<<<<

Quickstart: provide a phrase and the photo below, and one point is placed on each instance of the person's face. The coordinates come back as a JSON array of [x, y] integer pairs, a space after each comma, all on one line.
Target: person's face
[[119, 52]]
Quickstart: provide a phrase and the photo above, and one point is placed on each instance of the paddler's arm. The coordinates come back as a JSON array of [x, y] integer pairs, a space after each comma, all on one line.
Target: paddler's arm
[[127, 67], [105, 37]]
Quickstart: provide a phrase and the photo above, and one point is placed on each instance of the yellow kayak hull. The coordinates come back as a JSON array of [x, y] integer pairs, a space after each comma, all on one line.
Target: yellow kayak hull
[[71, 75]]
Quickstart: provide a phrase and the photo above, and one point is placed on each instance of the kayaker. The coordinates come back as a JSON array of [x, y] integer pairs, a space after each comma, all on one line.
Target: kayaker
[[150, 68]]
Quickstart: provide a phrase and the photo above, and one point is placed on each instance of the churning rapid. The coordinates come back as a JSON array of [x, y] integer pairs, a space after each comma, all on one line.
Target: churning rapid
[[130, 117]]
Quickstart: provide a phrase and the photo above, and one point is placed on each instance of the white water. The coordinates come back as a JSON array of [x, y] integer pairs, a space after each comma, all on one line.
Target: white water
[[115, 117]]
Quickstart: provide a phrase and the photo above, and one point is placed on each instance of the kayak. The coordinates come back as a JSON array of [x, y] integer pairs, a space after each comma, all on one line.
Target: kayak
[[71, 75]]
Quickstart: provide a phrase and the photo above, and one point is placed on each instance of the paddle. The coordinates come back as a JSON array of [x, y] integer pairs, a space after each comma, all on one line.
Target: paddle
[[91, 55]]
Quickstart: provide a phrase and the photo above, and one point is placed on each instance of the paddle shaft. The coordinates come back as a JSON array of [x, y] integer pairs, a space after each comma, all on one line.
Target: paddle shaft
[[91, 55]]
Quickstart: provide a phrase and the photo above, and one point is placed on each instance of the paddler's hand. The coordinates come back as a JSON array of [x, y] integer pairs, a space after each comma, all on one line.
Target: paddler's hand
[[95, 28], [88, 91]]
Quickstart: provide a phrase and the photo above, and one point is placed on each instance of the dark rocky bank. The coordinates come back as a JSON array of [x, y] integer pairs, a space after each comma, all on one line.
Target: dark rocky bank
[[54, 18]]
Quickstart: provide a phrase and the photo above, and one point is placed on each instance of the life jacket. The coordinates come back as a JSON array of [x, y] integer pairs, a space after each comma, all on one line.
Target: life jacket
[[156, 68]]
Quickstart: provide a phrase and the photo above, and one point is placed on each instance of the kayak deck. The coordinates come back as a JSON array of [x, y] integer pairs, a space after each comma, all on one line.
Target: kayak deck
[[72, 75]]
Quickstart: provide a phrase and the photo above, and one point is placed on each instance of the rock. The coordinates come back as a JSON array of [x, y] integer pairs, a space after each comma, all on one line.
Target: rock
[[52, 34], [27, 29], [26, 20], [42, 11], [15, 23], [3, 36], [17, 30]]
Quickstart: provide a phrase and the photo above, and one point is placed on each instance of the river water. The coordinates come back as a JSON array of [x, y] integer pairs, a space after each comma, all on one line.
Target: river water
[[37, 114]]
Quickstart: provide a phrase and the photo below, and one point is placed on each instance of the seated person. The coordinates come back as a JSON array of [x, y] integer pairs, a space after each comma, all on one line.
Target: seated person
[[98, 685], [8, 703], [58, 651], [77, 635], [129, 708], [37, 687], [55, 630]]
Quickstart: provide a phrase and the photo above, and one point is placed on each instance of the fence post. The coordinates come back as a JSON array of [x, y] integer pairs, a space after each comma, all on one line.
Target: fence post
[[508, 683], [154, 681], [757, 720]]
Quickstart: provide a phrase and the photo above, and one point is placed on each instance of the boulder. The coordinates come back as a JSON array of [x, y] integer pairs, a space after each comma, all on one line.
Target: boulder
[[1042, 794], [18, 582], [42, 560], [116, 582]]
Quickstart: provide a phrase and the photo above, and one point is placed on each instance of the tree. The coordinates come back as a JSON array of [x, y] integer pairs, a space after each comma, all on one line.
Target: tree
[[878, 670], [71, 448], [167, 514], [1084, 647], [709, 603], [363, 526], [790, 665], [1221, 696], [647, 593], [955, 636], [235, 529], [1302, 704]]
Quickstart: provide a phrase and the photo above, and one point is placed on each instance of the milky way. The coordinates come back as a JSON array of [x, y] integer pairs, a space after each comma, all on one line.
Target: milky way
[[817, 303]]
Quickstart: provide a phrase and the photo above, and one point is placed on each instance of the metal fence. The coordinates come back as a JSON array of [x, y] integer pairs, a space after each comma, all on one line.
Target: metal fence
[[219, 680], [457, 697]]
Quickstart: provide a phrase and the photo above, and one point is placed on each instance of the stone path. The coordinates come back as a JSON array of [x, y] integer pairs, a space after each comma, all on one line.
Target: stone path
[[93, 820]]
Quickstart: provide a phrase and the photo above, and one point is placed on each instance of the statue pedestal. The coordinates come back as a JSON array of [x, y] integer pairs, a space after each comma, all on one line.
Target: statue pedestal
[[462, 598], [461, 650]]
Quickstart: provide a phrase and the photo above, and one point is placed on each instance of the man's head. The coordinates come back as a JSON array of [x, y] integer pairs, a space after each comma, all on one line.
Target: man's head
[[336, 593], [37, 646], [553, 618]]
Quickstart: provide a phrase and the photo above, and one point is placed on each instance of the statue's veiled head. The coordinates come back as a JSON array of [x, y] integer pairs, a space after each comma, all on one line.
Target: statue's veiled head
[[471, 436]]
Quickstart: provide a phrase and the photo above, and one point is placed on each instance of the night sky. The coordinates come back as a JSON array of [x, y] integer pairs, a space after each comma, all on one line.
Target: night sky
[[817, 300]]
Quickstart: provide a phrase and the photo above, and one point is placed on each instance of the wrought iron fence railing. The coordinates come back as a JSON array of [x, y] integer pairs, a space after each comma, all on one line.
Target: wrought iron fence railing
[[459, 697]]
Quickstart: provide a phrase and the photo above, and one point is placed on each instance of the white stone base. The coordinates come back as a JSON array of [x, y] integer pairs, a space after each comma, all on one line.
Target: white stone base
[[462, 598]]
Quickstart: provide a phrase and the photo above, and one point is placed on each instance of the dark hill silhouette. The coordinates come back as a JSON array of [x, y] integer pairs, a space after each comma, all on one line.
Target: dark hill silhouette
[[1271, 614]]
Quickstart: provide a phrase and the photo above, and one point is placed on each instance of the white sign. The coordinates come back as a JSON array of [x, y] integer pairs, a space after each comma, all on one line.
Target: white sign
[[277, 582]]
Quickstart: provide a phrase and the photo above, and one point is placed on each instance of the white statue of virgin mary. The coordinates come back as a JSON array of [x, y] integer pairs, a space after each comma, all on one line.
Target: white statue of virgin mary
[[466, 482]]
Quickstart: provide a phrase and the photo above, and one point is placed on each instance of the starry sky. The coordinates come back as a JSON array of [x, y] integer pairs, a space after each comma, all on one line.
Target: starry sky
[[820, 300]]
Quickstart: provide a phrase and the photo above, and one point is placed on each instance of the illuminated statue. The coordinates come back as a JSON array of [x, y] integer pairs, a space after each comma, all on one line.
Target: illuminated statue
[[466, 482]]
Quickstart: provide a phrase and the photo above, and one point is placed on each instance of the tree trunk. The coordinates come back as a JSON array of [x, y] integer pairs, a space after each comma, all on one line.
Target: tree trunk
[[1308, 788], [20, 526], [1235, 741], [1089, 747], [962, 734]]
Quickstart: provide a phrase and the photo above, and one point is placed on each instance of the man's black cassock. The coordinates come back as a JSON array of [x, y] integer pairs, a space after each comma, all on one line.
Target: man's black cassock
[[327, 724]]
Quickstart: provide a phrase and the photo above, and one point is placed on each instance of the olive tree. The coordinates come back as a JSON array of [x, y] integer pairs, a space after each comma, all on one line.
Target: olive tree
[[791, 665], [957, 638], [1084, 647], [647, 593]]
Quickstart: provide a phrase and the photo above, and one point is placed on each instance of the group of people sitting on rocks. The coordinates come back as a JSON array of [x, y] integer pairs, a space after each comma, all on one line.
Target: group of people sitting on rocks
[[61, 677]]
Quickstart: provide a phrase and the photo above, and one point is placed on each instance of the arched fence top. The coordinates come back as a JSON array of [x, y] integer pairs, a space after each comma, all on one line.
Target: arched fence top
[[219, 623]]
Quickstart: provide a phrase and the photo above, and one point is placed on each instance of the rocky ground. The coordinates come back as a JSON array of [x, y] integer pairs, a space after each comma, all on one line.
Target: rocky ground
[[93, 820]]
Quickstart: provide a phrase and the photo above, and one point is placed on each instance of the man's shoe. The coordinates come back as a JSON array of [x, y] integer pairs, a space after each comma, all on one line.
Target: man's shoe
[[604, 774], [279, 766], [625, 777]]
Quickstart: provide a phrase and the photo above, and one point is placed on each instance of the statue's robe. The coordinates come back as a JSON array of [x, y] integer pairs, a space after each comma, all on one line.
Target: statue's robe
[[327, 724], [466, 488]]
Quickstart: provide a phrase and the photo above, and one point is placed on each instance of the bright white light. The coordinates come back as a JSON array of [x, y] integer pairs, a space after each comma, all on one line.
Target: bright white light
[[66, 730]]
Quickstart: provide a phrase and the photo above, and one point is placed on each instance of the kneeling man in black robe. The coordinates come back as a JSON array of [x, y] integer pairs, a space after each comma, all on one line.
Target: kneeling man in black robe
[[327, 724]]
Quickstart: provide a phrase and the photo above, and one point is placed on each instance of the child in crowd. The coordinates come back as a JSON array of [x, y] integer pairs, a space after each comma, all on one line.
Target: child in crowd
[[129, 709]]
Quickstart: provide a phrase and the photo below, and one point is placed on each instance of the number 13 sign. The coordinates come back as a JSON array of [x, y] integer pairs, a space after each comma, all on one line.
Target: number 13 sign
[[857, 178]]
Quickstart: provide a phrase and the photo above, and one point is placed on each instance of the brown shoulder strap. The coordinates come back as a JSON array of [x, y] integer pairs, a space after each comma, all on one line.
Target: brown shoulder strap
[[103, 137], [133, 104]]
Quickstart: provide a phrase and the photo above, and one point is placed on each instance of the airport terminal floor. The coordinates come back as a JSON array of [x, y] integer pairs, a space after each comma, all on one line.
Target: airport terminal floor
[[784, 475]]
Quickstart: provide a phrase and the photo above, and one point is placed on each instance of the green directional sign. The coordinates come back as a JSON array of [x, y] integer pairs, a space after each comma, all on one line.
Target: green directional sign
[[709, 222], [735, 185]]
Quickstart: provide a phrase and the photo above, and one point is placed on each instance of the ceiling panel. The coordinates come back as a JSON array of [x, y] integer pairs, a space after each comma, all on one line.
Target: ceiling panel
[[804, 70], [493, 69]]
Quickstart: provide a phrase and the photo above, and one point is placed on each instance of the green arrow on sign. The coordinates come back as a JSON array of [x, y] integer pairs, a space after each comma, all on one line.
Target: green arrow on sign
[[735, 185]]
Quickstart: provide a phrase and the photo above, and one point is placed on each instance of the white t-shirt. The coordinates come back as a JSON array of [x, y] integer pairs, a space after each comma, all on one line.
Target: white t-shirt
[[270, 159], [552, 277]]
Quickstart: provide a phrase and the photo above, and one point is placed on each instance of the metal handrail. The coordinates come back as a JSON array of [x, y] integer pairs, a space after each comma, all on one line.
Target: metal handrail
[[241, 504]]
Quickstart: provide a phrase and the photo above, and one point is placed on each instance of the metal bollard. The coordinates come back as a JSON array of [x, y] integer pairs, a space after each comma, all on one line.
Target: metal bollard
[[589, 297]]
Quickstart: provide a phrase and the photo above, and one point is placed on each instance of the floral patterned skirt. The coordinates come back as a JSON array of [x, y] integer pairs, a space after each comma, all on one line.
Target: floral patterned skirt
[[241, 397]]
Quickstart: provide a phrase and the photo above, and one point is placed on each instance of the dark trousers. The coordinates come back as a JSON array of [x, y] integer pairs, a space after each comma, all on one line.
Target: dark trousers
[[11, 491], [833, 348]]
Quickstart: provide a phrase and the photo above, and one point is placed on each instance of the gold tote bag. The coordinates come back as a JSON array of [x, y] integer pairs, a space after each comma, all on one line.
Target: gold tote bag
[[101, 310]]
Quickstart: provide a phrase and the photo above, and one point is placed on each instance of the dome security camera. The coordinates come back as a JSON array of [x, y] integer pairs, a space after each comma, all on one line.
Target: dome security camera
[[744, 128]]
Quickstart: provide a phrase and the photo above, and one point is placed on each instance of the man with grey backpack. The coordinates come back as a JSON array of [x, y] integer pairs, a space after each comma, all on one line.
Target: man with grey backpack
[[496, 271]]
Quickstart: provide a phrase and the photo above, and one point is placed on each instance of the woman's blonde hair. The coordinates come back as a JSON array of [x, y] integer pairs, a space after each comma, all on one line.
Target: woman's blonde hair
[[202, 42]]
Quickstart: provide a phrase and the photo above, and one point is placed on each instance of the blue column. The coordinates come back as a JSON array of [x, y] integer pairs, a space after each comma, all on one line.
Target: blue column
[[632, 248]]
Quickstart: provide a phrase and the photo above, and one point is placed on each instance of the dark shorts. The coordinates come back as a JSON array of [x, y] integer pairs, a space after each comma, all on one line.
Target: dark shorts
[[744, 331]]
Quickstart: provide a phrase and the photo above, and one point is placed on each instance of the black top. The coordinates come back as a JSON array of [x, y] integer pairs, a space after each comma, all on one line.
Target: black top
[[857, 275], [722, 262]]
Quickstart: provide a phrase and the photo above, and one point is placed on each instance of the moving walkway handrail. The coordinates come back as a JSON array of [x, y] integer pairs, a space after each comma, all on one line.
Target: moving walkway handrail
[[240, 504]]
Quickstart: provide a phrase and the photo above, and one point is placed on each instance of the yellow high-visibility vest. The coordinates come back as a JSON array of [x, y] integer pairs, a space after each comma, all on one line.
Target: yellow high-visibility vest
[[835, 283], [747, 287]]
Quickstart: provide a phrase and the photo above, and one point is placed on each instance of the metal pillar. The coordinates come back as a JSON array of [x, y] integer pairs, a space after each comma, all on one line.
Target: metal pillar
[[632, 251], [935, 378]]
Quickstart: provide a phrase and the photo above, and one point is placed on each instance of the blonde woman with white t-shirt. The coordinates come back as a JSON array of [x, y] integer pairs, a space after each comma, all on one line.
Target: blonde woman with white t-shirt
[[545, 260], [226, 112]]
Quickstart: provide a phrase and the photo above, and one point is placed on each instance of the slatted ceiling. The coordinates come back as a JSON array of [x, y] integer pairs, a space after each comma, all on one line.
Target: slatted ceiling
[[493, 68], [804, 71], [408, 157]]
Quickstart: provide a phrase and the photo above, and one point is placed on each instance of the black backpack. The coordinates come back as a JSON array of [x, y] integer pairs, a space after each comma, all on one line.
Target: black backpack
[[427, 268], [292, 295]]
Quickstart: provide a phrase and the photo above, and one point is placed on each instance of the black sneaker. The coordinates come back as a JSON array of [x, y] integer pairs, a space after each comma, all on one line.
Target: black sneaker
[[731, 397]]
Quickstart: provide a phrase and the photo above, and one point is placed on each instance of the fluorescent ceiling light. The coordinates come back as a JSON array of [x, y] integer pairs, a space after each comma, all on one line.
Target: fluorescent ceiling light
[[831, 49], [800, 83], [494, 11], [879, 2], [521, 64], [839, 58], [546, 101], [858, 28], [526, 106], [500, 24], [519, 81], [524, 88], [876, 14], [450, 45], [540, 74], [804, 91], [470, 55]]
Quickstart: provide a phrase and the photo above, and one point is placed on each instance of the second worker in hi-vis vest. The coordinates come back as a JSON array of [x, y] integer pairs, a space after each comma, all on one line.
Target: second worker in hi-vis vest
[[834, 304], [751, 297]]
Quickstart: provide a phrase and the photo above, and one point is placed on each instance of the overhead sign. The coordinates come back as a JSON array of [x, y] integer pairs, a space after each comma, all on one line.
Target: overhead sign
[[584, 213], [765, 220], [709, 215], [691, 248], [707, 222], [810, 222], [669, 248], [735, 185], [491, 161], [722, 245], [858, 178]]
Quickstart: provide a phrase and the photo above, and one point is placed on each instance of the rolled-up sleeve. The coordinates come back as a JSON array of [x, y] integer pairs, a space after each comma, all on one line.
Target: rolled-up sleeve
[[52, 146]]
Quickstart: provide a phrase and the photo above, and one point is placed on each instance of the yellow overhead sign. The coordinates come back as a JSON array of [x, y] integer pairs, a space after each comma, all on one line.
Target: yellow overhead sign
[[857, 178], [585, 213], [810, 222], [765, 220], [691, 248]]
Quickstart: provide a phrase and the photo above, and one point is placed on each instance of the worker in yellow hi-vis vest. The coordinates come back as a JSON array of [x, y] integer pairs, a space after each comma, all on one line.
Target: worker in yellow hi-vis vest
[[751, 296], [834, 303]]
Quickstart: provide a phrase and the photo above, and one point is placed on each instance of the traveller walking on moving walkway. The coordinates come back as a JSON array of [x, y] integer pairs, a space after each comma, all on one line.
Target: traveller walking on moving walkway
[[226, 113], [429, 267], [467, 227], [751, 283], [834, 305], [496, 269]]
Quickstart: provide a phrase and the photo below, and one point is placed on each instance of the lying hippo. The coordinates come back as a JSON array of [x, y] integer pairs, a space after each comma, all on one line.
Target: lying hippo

>>>>

**Exercise aim:** Convert everything from the start of the items through the line containing "[[119, 52]]" into a Markdown table with the columns Row and Line, giving each non-blank line its own numbered row.

**Exercise response:**
| Row | Line |
|---|---|
| 1 | Quickstart: provide a phrase and the photo below, and one point is placed on each instance of the person's face. The coordinates come back as a JSON array of [x, y] integer pairs, a space after each comma, all on one line. |
| 2 | Target: person's face |
| 3 | [[119, 52]] |